— TASK A —
In the passage on impossibility arguments against God, reproduce the portion from "All such arguments" up to and including "as traditionally conceived.", swapping "divine specifications" for "theological specifications".
— TASK B —
Write the next part of the passage on impossibility arguments against God, picking up after its final sentence.

BEGIN PAGE TEXT

Among the most telling atheistic arguments are those to the effect that the existence of any being that meets standard divine specifications is impossible - that there not only is not but could not be any such being.

All such arguments depend crucially on sets of divine specifications. A core traditional notion of God is one that specifies him as necessarily existent, omniscient, omnipotent, and morally perfect. God is also traditionally conceived of as being a free creator, and is often spoken of as immutable or transcendent. Some impossibility arguments attack a single attribute - attempting to show that the notion of omniscience is logically incoherent on its own, for example. Others attack combinations of attributes - arguing that it is not logically possible for a being to be omniscient and a free creator, for example. If either form of argument succeeds, we will be able to show that there can be no God as traditionally conceived.

END PAGE TEXT
BEGIN DATASET CONTENT

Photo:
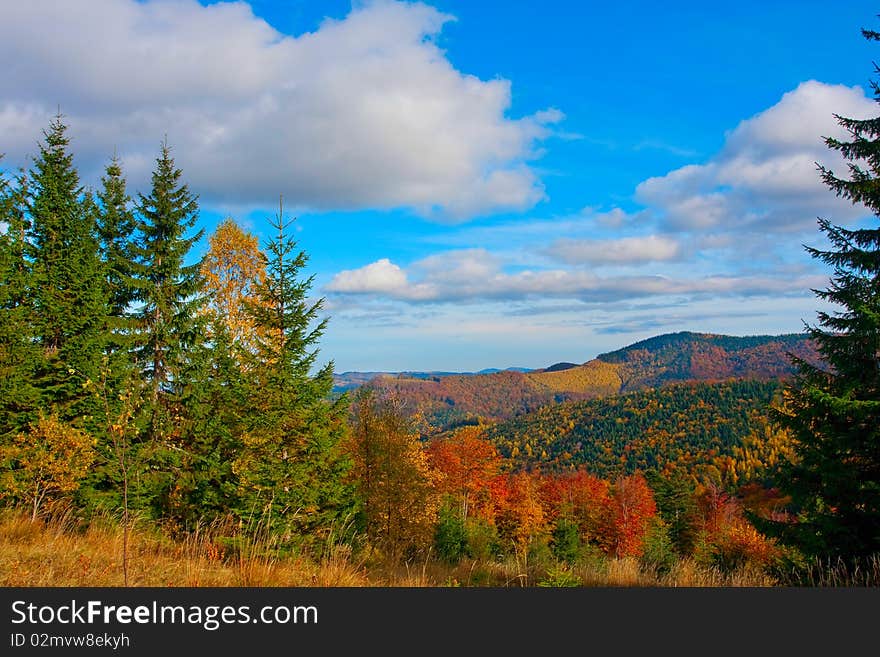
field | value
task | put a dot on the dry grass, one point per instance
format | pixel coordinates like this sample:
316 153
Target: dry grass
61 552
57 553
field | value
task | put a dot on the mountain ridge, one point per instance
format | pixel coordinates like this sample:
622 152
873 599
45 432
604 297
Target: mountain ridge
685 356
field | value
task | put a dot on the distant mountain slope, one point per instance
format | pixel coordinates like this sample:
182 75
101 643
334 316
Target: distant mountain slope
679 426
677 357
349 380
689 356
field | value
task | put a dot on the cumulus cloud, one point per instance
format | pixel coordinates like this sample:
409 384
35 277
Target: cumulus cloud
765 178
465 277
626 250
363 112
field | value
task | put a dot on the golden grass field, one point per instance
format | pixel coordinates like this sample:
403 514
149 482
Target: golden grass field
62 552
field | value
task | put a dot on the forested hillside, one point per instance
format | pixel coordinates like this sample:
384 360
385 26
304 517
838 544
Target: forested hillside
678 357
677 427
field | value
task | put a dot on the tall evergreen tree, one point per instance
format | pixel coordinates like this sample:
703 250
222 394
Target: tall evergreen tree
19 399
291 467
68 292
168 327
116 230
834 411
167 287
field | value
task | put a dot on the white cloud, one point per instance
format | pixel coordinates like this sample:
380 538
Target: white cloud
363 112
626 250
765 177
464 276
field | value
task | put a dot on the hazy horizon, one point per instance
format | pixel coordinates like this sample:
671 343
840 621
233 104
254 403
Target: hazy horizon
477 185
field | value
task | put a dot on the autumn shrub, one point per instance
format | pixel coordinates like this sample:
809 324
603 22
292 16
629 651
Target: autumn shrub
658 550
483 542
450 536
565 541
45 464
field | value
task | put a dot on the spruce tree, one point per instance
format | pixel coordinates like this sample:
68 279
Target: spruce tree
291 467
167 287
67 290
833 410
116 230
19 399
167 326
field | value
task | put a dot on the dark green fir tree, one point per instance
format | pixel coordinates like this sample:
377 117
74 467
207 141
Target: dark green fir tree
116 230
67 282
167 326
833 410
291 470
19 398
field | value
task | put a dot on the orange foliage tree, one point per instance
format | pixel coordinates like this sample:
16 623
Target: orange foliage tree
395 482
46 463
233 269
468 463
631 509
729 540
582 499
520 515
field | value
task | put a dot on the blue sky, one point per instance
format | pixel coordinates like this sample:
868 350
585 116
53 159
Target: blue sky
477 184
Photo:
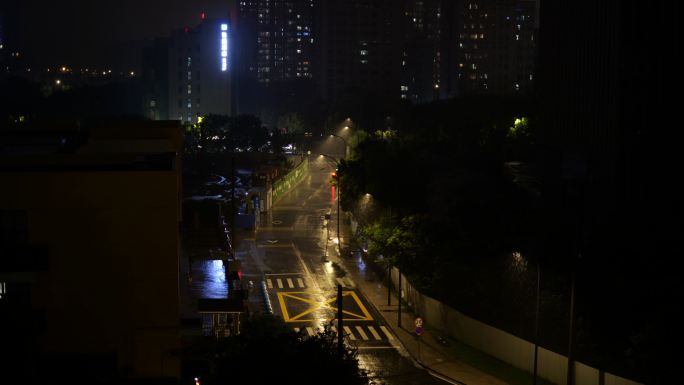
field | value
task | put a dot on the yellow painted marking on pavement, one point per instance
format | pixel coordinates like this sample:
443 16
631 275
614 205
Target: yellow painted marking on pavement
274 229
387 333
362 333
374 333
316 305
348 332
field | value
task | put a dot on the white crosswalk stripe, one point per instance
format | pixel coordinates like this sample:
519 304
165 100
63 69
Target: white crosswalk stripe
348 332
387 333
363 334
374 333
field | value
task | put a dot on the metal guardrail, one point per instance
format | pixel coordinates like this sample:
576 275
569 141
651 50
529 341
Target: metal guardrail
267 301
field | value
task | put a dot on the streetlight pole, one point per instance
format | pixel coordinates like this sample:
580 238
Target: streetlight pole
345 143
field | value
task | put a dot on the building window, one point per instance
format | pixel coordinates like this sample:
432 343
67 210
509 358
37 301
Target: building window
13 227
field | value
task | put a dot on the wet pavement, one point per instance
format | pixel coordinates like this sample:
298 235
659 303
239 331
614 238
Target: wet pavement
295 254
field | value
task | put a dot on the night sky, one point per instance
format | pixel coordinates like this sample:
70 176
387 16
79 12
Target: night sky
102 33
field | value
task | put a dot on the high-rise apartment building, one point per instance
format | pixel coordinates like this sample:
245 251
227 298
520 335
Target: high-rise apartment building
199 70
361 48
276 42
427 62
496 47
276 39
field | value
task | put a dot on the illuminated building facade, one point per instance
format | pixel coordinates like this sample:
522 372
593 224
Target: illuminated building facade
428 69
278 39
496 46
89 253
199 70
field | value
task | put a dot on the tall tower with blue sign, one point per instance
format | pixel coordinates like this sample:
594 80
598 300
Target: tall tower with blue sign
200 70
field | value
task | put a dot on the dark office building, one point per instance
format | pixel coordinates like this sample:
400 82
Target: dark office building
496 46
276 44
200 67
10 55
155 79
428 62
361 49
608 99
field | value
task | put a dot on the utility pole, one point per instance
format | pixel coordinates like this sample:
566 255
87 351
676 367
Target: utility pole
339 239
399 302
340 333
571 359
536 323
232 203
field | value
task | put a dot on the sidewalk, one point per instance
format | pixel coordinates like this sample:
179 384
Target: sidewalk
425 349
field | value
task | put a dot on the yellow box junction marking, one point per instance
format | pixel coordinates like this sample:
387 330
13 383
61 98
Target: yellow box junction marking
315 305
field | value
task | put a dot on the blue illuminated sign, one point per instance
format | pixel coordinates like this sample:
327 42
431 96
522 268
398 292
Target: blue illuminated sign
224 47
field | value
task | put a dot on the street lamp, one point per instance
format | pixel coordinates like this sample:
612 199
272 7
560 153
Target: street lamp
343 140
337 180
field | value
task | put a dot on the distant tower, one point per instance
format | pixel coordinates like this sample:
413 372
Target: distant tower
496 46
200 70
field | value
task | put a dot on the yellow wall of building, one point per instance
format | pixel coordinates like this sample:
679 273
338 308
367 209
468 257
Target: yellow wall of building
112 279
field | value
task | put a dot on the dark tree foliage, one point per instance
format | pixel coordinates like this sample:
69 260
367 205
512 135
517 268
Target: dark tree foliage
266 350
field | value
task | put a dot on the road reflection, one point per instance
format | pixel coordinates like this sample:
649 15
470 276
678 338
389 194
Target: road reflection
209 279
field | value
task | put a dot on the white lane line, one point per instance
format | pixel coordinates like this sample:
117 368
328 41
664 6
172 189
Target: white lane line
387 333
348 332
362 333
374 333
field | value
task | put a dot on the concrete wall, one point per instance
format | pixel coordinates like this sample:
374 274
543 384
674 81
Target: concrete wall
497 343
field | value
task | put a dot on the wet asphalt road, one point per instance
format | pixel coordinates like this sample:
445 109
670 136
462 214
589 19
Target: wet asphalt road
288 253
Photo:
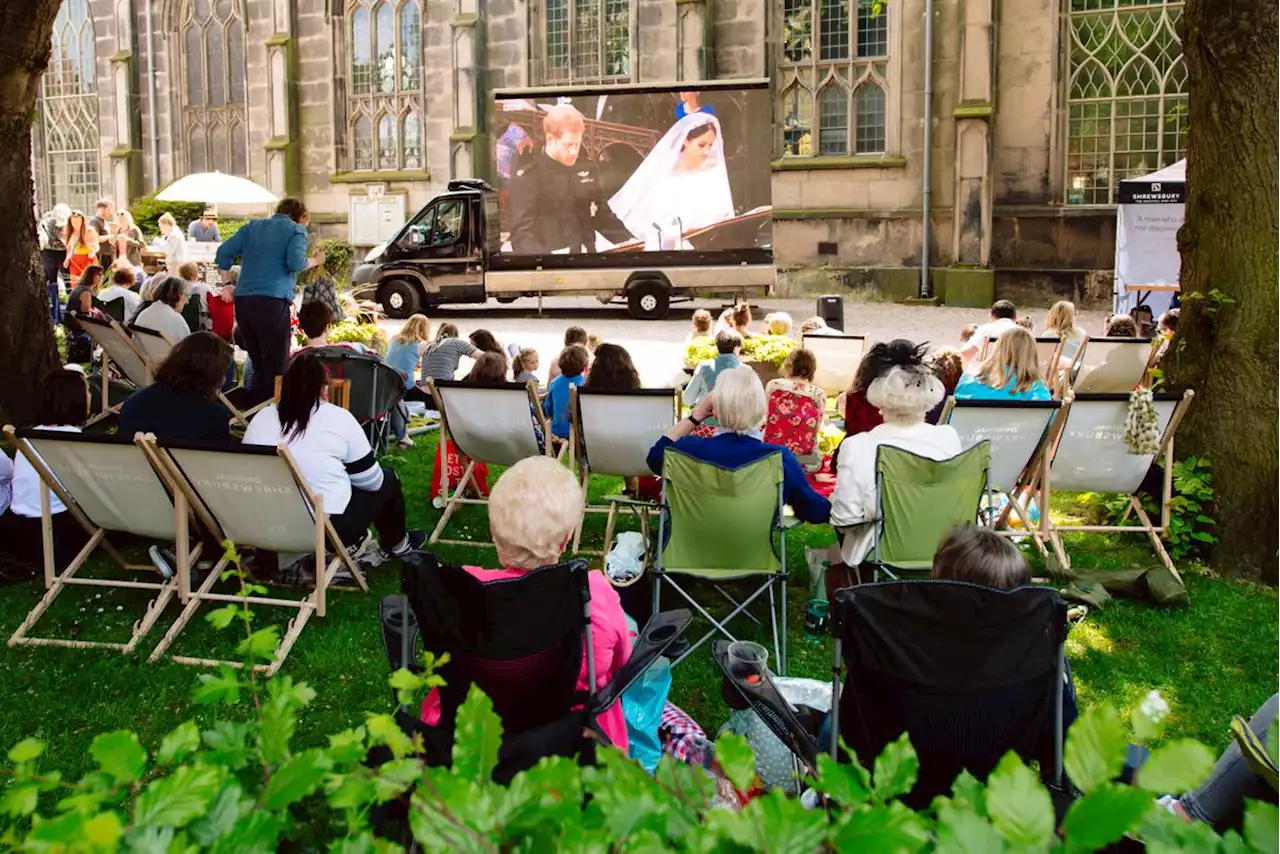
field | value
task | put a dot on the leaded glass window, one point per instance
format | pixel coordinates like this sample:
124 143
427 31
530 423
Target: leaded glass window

END DATASET CONTENT

— EXPECTED ANSWER A —
All such arguments depend crucially on sets of theological specifications. A core traditional notion of God is one that specifies him as necessarily existent, omniscient, omnipotent, and morally perfect. God is also traditionally conceived of as being a free creator, and is often spoken of as immutable or transcendent. Some impossibility arguments attack a single attribute - attempting to show that the notion of omniscience is logically incoherent on its own, for example. Others attack combinations of attributes - arguing that it is not logically possible for a being to be omniscient and a free creator, for example. If either form of argument succeeds, we will be able to show that there can be no God as traditionally conceived.

— EXPECTED ANSWER B —
Because the arguments at issue operate in terms of a set of more or less clear specifications, of course, it is always possible for a defender of the­ism to deflect the argument by claiming that the God shown impossible is not his God. If he ends up defending a God that is perhaps knowledgeable but not omniscient he may escape some arguments, but at the cost of a peculiarly ignorant God. The same would hold for a God that is perhaps powerful but is conceded to be less than omnipotent or historically important but not literally a creator. If the term "God" is treated as infinitely re-definable, of course, no set of impossibility arguments will force the theist to give up a claim that "God" in some sense exists. The impossibility arguments may nonetheless succeed in their main thrust in that the "God" so saved may look increasingly less worthy of the honorific title.

A more frequent reaction, perhaps, is not redefinition but refuge in vagueness: continued use of a term "God" that is allowed to wan­der without clear specification. Here as elsewhere - in cases of pseudoscience, for example - resort to vagueness succeeds in deflecting criticism only at the cost of diluting content. If a believer's notion of God entails anything like traditional attributes of omniscience, omnipotence, and moral perfection, the force of impossibility arguments is that there can be no such being. If a believer's notion of God remains so vague as to escape all impossibility arguments, it can be argued, it can­not be clear to even him what he believes - or whether what he takes for pious belief has any content at all.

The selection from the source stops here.